Trecho do documento:
============================================================
Em 2008 lançou “Mestiço” seu segundo CD, e se prepara agora para lançar seu filme, o documentário musical autobiográfico “Musica Roqueira Popular Brasileira” numa extensa turnê marcada para iniciar em abril de 2010, caravana esta que passará por Rio, São Paulo, Belo Horizonte, Recife e Brasilia, fechando em outubro no MIDEM em Copenhagen. Antes do Show que Dillo fez no Velvet Pub em Brasília, ele paraou um pouquinho pra falar com a gente, confira a entrevista!
Coolt: O primeiro cd - CrocodilloGang, tem uma pegada Rock’nRoll. Acho que até o fato de ser em inglês colabora para isso. Aí de repente o cd Mestiço vem transbordando brasilidade. Eu já li você comentando que está de corpo e alma nos dois trabalhos. Mas e o seu público, como ele reagiu a essa transformação?
============================================================
Conjunto de entradas:
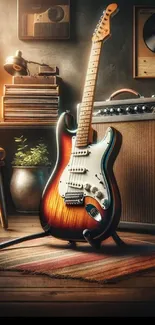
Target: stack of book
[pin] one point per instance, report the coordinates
(32, 99)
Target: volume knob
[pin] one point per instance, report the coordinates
(99, 195)
(87, 186)
(94, 189)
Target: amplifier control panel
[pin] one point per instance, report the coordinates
(123, 110)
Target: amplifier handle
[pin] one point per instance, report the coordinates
(122, 90)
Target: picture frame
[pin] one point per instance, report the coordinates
(43, 20)
(143, 42)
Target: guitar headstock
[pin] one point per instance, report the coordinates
(102, 30)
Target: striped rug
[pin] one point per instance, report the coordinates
(55, 258)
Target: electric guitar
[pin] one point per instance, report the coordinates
(81, 200)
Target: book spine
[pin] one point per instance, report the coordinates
(36, 80)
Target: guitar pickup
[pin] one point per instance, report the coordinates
(72, 198)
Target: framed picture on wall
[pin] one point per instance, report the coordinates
(43, 19)
(144, 42)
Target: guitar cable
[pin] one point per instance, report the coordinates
(22, 239)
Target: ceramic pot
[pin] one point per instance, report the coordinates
(26, 187)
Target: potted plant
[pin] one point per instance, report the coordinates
(30, 174)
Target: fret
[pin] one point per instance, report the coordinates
(95, 52)
(86, 106)
(91, 77)
(93, 65)
(92, 70)
(88, 99)
(82, 144)
(90, 83)
(88, 93)
(94, 58)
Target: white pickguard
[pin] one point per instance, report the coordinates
(85, 174)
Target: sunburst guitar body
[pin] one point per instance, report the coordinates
(81, 200)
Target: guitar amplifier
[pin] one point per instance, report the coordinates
(134, 167)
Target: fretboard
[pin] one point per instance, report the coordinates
(86, 107)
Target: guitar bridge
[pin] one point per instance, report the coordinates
(73, 198)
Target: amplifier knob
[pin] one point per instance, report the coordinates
(111, 110)
(144, 108)
(99, 195)
(94, 189)
(87, 186)
(129, 110)
(136, 109)
(119, 110)
(105, 111)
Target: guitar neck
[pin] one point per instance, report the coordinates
(86, 107)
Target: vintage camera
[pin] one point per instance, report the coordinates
(54, 14)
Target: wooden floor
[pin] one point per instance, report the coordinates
(41, 296)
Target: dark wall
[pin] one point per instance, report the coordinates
(71, 56)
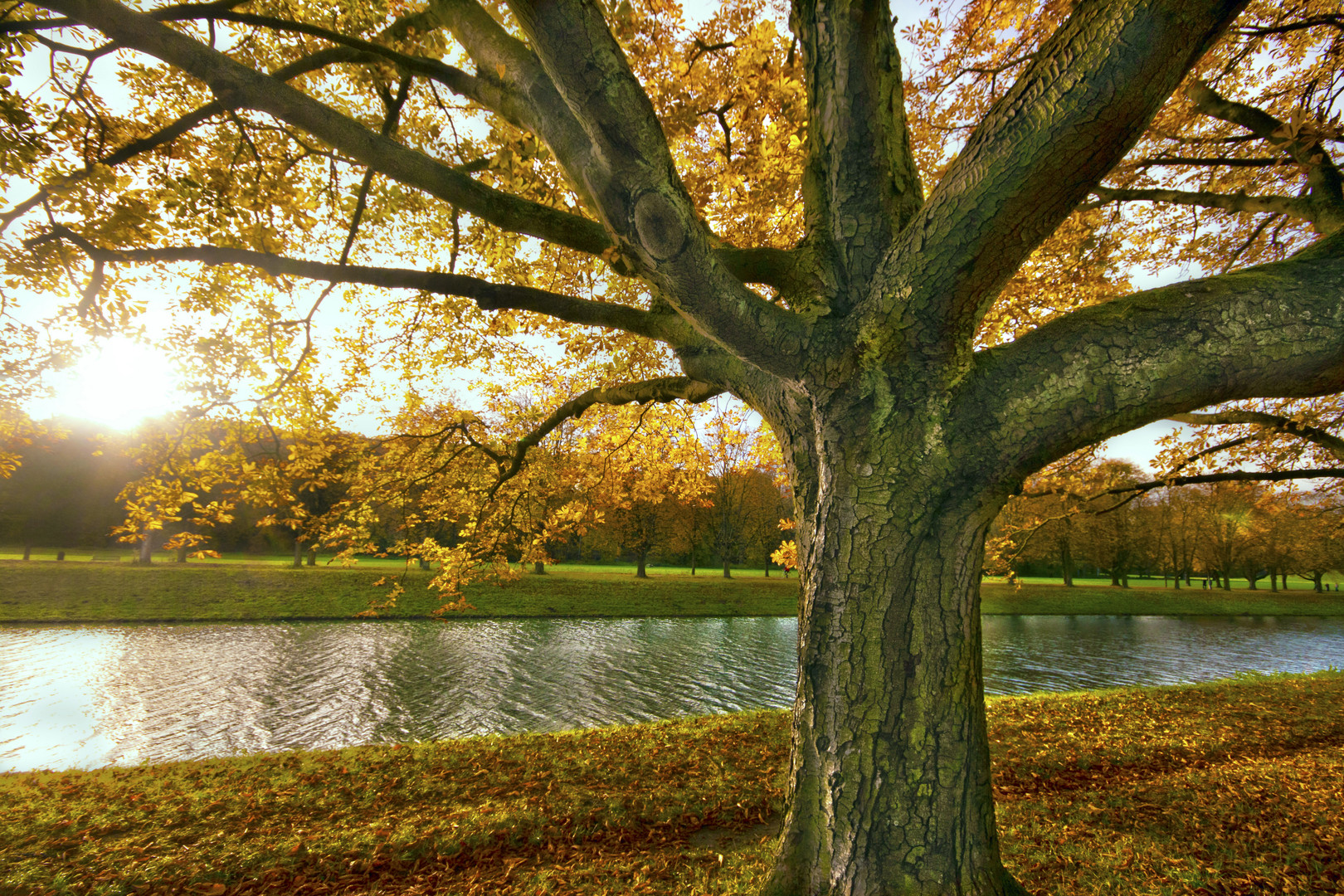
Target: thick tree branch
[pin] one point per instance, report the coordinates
(1274, 331)
(1071, 116)
(1231, 476)
(1202, 479)
(667, 388)
(488, 296)
(1291, 206)
(240, 86)
(1273, 422)
(633, 182)
(860, 183)
(1210, 162)
(710, 295)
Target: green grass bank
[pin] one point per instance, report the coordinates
(1229, 787)
(197, 592)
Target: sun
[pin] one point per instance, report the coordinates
(117, 384)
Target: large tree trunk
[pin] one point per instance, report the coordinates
(890, 759)
(1066, 562)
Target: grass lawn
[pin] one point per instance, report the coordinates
(236, 592)
(1229, 787)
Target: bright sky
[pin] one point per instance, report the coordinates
(121, 383)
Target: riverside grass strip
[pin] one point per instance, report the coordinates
(56, 592)
(1222, 789)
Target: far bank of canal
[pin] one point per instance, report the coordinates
(82, 696)
(69, 592)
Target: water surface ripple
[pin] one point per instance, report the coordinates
(88, 696)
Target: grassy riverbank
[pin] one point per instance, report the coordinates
(116, 592)
(1226, 787)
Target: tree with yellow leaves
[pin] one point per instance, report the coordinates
(919, 286)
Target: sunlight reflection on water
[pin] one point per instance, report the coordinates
(119, 694)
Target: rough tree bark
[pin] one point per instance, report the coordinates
(902, 437)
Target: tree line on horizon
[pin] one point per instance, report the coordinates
(158, 489)
(80, 486)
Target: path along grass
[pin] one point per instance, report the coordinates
(119, 592)
(1227, 787)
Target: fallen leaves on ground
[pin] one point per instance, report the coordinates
(1226, 789)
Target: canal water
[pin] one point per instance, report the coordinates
(85, 696)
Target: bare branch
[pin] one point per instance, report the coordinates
(1273, 422)
(238, 86)
(1220, 162)
(1294, 207)
(1233, 476)
(667, 388)
(488, 296)
(171, 132)
(1079, 105)
(1272, 331)
(1315, 22)
(1324, 183)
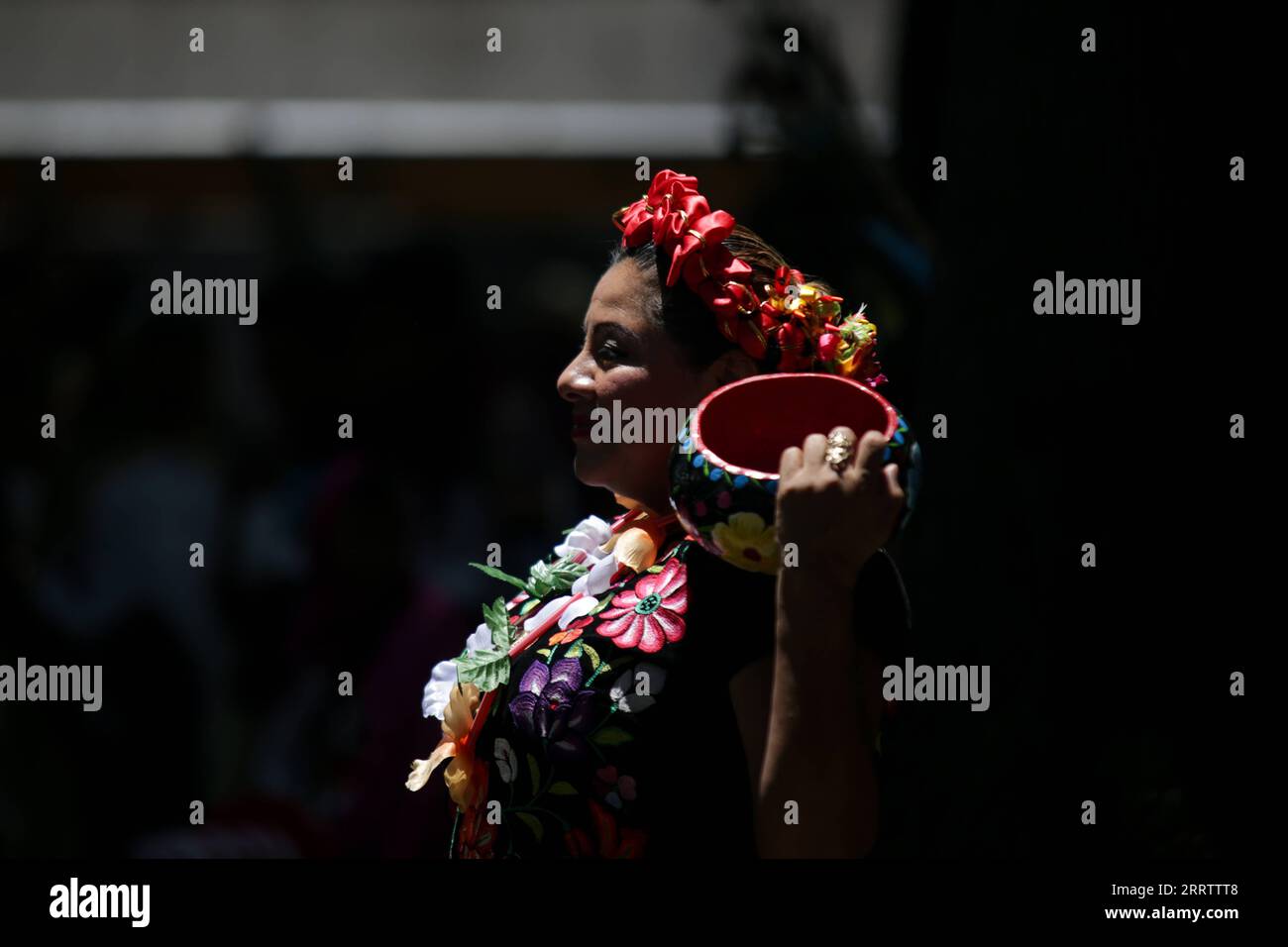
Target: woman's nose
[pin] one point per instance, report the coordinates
(578, 380)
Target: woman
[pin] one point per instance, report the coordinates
(640, 696)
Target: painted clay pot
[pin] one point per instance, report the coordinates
(724, 467)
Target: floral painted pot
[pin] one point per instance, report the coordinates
(724, 467)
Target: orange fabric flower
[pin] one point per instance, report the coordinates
(465, 776)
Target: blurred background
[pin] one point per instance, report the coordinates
(475, 169)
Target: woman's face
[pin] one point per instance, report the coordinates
(629, 359)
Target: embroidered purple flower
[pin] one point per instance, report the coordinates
(553, 706)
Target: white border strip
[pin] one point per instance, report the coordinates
(304, 128)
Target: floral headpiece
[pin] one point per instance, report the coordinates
(790, 320)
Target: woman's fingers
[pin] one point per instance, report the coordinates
(892, 472)
(868, 462)
(791, 462)
(812, 449)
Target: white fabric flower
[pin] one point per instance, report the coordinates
(579, 607)
(442, 680)
(625, 694)
(544, 613)
(589, 535)
(596, 581)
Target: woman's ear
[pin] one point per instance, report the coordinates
(732, 367)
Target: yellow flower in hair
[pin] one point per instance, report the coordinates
(746, 541)
(465, 776)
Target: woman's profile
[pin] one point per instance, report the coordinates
(640, 696)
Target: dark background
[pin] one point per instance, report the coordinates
(325, 556)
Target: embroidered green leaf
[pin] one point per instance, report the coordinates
(497, 574)
(565, 573)
(498, 622)
(532, 822)
(610, 736)
(540, 579)
(484, 669)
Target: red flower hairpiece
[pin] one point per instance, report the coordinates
(790, 321)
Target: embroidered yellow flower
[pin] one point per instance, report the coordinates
(746, 541)
(465, 776)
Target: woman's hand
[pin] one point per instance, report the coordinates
(836, 519)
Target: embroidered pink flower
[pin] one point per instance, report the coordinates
(649, 615)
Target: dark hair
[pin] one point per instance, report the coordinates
(683, 313)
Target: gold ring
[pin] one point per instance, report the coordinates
(840, 451)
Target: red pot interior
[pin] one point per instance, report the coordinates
(748, 423)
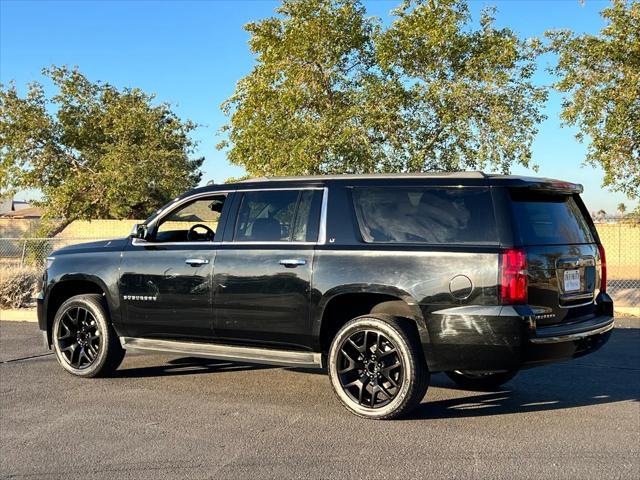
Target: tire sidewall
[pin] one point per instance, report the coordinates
(97, 310)
(396, 337)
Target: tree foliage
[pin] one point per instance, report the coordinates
(332, 91)
(94, 151)
(600, 75)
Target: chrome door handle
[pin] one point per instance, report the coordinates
(292, 262)
(194, 262)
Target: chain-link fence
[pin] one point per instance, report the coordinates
(621, 240)
(32, 252)
(620, 237)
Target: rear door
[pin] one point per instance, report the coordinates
(263, 269)
(562, 254)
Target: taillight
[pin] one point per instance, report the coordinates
(513, 282)
(603, 269)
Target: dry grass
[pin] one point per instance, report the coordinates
(18, 285)
(622, 246)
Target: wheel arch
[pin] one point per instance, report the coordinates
(338, 306)
(68, 287)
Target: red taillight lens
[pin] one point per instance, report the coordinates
(513, 284)
(603, 269)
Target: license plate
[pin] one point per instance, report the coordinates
(571, 280)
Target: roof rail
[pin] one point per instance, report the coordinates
(345, 176)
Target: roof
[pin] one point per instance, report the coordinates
(431, 178)
(366, 176)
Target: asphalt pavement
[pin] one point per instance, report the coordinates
(170, 417)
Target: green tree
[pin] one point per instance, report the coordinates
(600, 76)
(94, 151)
(622, 208)
(332, 92)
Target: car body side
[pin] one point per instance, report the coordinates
(347, 278)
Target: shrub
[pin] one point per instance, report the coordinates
(18, 285)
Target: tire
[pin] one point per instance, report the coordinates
(383, 386)
(83, 339)
(481, 381)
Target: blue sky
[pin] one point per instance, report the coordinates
(191, 54)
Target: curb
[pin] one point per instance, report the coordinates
(21, 315)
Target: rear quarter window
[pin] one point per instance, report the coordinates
(425, 215)
(546, 219)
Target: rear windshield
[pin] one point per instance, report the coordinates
(544, 219)
(425, 215)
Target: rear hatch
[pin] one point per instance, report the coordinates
(563, 259)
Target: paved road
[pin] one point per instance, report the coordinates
(170, 417)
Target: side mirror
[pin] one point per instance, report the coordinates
(139, 230)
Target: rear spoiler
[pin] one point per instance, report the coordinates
(548, 185)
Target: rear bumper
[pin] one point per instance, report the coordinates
(486, 338)
(557, 343)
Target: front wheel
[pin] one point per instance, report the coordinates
(377, 368)
(481, 380)
(83, 339)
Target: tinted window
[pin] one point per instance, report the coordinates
(543, 219)
(205, 211)
(275, 216)
(425, 215)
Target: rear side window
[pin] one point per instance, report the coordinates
(277, 216)
(544, 219)
(425, 215)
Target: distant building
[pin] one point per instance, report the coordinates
(10, 208)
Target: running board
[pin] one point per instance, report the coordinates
(227, 352)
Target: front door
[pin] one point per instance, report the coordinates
(263, 273)
(166, 279)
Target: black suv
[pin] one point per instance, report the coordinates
(382, 279)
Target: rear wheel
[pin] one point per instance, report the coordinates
(83, 339)
(481, 380)
(377, 368)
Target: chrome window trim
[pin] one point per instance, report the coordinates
(174, 205)
(322, 227)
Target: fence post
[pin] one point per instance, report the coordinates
(24, 252)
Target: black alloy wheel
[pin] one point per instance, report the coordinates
(377, 367)
(84, 340)
(370, 368)
(78, 337)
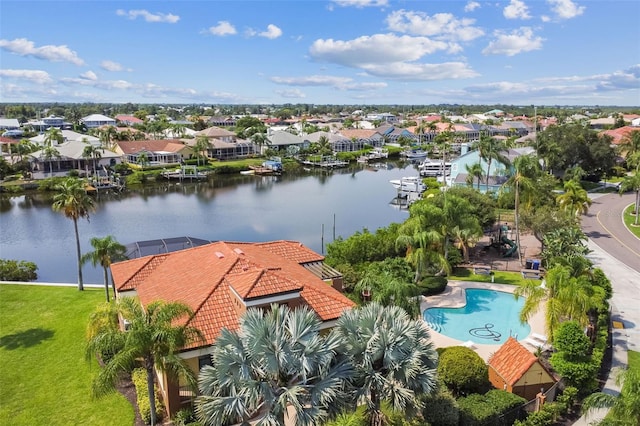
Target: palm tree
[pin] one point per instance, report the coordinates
(201, 147)
(105, 251)
(625, 407)
(575, 199)
(393, 357)
(474, 172)
(72, 200)
(277, 360)
(632, 183)
(527, 170)
(154, 336)
(491, 149)
(53, 136)
(566, 297)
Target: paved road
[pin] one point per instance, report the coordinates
(603, 224)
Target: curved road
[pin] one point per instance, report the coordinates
(603, 224)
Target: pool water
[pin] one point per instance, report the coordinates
(489, 317)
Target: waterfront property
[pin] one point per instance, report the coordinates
(220, 281)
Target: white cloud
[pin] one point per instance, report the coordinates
(24, 47)
(112, 66)
(223, 28)
(441, 25)
(375, 49)
(34, 76)
(361, 3)
(291, 93)
(471, 6)
(516, 9)
(148, 16)
(421, 72)
(271, 32)
(89, 75)
(342, 83)
(566, 9)
(520, 40)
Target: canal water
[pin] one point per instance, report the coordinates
(313, 208)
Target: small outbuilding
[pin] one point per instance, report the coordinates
(515, 369)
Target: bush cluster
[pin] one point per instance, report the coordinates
(17, 270)
(139, 379)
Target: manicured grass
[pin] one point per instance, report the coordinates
(629, 220)
(499, 277)
(44, 378)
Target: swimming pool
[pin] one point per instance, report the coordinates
(489, 317)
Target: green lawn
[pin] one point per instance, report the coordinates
(629, 221)
(44, 378)
(499, 277)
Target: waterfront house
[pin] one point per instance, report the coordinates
(157, 152)
(220, 281)
(97, 120)
(515, 369)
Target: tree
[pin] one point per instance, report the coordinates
(491, 149)
(105, 251)
(72, 200)
(277, 359)
(632, 183)
(625, 407)
(154, 335)
(474, 172)
(575, 199)
(393, 357)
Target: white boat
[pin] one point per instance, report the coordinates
(431, 167)
(408, 184)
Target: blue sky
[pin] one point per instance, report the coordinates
(522, 52)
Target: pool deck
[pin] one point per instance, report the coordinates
(454, 297)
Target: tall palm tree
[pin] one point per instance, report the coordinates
(155, 334)
(522, 181)
(393, 357)
(72, 200)
(632, 183)
(625, 407)
(105, 251)
(277, 360)
(566, 297)
(474, 172)
(491, 149)
(575, 199)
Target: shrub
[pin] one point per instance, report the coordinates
(441, 409)
(139, 379)
(484, 409)
(463, 371)
(432, 285)
(17, 270)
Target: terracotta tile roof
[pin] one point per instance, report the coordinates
(166, 145)
(202, 276)
(512, 361)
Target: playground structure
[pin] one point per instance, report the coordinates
(500, 241)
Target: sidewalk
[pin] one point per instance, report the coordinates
(625, 308)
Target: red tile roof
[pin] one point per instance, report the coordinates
(512, 361)
(166, 145)
(203, 276)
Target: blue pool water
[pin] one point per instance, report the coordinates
(489, 317)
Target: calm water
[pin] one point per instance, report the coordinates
(489, 317)
(241, 208)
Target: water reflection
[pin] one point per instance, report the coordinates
(238, 208)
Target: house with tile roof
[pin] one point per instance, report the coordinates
(515, 369)
(161, 151)
(220, 281)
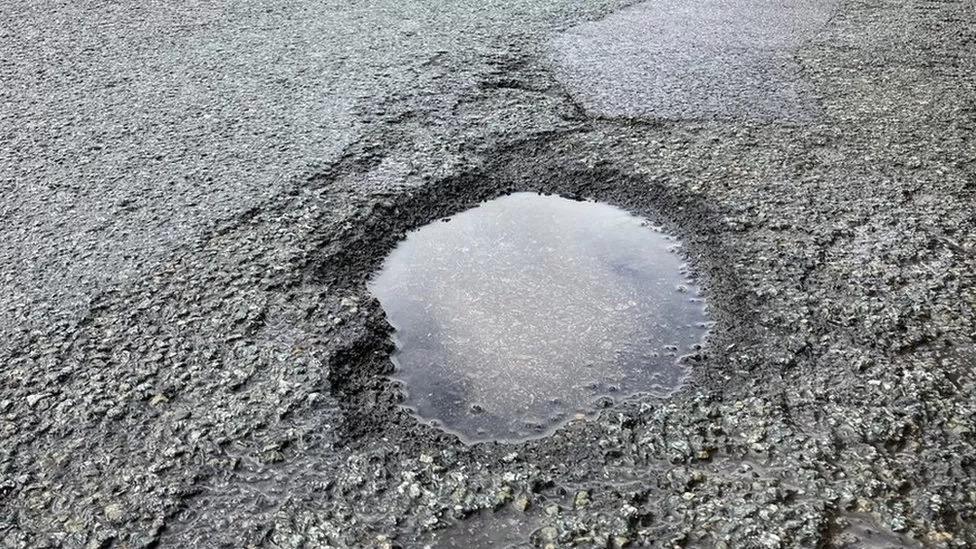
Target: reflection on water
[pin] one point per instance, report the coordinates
(517, 316)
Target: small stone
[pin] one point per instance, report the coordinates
(549, 533)
(32, 400)
(619, 542)
(581, 500)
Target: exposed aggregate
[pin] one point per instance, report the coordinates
(190, 357)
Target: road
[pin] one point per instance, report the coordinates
============================================================
Lista de tarefas:
a - Reproduza do trecho sobre Dillo a parte que começa nas palavras que contêm "Coolt: O primeiro" e termina em "a essa transformação?".
b - Segundo o trecho sobre Dillo, por quais cidades a caravana da turnê vai passar antes de fechar em outubro? Liste todas.
c - Escreva a continuação do trecho sobre Dillo a partir da última frase apresentada.

Respostas em ordem:
a -
Coolt: O primeiro cd - CrocodilloGang, tem uma pegada Rock’nRoll. Acho que até o fato de ser em inglês colabora para isso. Aí de repente o cd Mestiço vem transbordando brasilidade. Eu já li você comentando que está de corpo e alma nos dois trabalhos. Mas e o seu público, como ele reagiu a essa transformação?

b - Rio, São Paulo, Belo Horizonte, Recife e Brasilia.

c -
Dillo: Na verdade, o que a gente poderia chamar de público era muita gente interessada na guitarra elétrica, muito aluno de guitarra, fãs de Rock, infanto-juvenil entre 15 e 25 anos, geralmente, amantes de guitarra, de pedais, dessa estética da guitarra elétrica. Eu acho que no primeiro momento do segundo cd, o Mestiço, foi de choque. Pelo menos eu soube, ninguém me falou diretamente, mas eu ouvi assim “Ah o Dillo tá perdendo um pouco da raiva, da fúria”; teve esse primeiro estranhamento. Num segundo momento, eu acho que, essas mesmas pessoas que tiveram esse estranhamento, ao observarem mais o disco em português, começaram a se reaproximar, eu recebo, hoje, pelo Orkut, gente que tem banda, de guitarristas, “Pô, vou lá ver teu show”, “E aquela guitarra nova”, “Que pedal você está usando”. Então, eu posso dizer que eu perdi o meu primeiro público e reconquistei a metade dele público e com o segundo álbum eu fui agregando um novo público, e hoje acho que esses dois públicos já transitam no mesmo ambiente. Eu estive agora ali embaixo (se referindo ao ambiente do Show), encontrei uma galera, já tem gente dessas duas safras...
... Mas quem te reconhece como um artista rockroll, quem conhece e gosta de rockroll meio que se prepara pra um disco não ser igual ao outro né? O seu próximo disco nunca vai ser igual ao do momento...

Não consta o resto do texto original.